Request 1: Swap "sofa armrest" for "couch armrest" in the records, starting at the line that has "Expected: one point per instance of the white bed" and going through the end of the records. Give those lines again with nothing else changed.

-- Start Excerpt to read --

Skip to content

luanteylo/iops

Repository files navigation

IOPS - Integrated Orchestration for Parametric Studies

A generic benchmark orchestration framework for automated parametric experiments.

IOPS automates the generation, execution, and analysis of benchmark experiments. Instead of writing custom scripts for each benchmark study, you define a YAML configuration describing what to vary, what to run, and what to measure—IOPS handles the rest.

What is IOPS?

IOPS is a framework that transforms benchmark experiments from manual scripting into automated, reproducible workflows.

Without IOPS: Write bash scripts → Parse outputs → Aggregate data → Generate plots → Repeat for each parameter change

With IOPS: Write one YAML config → Run iops run config.yaml → Get interactive HTML reports

Originally designed for I/O performance studies (see our 2022 paper), IOPS has evolved into a generic framework for any parametric benchmark workflow.

-- End Excerpt to read --
-- Start Entries shown --

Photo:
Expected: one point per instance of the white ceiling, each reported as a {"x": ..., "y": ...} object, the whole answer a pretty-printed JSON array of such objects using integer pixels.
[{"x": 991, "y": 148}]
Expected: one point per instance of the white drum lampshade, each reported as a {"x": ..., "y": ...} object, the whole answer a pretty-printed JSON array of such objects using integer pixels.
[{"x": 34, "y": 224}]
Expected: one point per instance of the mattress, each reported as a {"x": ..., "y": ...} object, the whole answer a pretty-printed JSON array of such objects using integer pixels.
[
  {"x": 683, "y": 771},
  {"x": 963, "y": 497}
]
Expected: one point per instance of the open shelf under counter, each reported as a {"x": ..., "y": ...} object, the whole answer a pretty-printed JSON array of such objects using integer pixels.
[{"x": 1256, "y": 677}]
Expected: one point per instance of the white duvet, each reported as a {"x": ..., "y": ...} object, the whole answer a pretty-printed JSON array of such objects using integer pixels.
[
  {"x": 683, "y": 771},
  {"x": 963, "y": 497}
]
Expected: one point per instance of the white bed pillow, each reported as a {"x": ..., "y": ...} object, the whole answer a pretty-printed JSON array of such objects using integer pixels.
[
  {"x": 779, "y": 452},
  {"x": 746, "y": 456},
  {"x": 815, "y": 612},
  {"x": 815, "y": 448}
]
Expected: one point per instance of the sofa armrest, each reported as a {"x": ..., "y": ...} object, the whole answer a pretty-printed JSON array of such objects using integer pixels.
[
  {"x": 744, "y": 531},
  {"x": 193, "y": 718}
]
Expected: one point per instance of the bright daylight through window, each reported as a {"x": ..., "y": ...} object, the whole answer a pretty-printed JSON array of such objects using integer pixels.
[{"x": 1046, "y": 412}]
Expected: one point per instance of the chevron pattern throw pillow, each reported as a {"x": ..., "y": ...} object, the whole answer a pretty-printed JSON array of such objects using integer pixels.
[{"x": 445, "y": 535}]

-- End Entries shown --

Request 2: Reproduce the passage from the IOPS project page word for word, beginning at the words "Skip to content" and stopping after "automated parametric experiments.".

Complete answer 1:
Expected: one point per instance of the white bed pillow, each reported as a {"x": ..., "y": ...} object, the whole answer a pretty-printed JSON array of such objects using integer pixels.
[
  {"x": 779, "y": 452},
  {"x": 746, "y": 456},
  {"x": 815, "y": 612},
  {"x": 815, "y": 448}
]
Expected: one point per instance of the couch armrest, each reported as a {"x": ..., "y": ...} object, the whole answer a pretty-printed JSON array of such objects using integer pixels.
[
  {"x": 744, "y": 531},
  {"x": 193, "y": 718}
]
Expected: one point per instance of the bright daylight through window, each reported as a {"x": ..., "y": ...} object, the whole answer a pretty-printed JSON array of such objects using integer pixels.
[{"x": 1046, "y": 412}]
Expected: one point per instance of the chevron pattern throw pillow, each reported as a {"x": ..., "y": ...} object, the whole answer a pretty-printed JSON array of such objects using integer pixels.
[{"x": 445, "y": 535}]

Complete answer 2:
Skip to content

luanteylo/iops

Repository files navigation

IOPS - Integrated Orchestration for Parametric Studies

A generic benchmark orchestration framework for automated parametric experiments.